#### Work order:
Reproduce the following data exactly, minus any images.
'''
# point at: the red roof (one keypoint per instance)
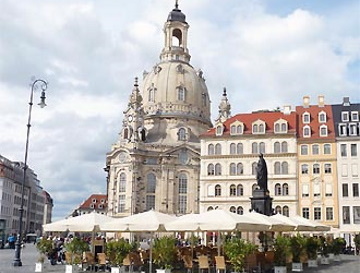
(314, 124)
(96, 200)
(247, 119)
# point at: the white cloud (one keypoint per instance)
(90, 52)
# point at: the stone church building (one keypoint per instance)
(155, 163)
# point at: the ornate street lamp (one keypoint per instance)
(34, 86)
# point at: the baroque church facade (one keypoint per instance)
(155, 163)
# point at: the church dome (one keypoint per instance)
(175, 89)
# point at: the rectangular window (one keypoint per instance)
'''
#### Exercise answer:
# point at: the red roof (one keypoint per instance)
(314, 124)
(96, 200)
(247, 119)
# point at: the white cloud (one keypoint per instance)
(90, 52)
# point at: the stone church building (one keypoint per instance)
(155, 163)
# point at: the ornate street lamp (one keypoint per instance)
(34, 86)
# point at: the baroque church facade (one keypoint per instance)
(155, 163)
# point at: the church dome (one keypoint per instance)
(175, 89)
# point at: the rectangular window (one keypoint per instance)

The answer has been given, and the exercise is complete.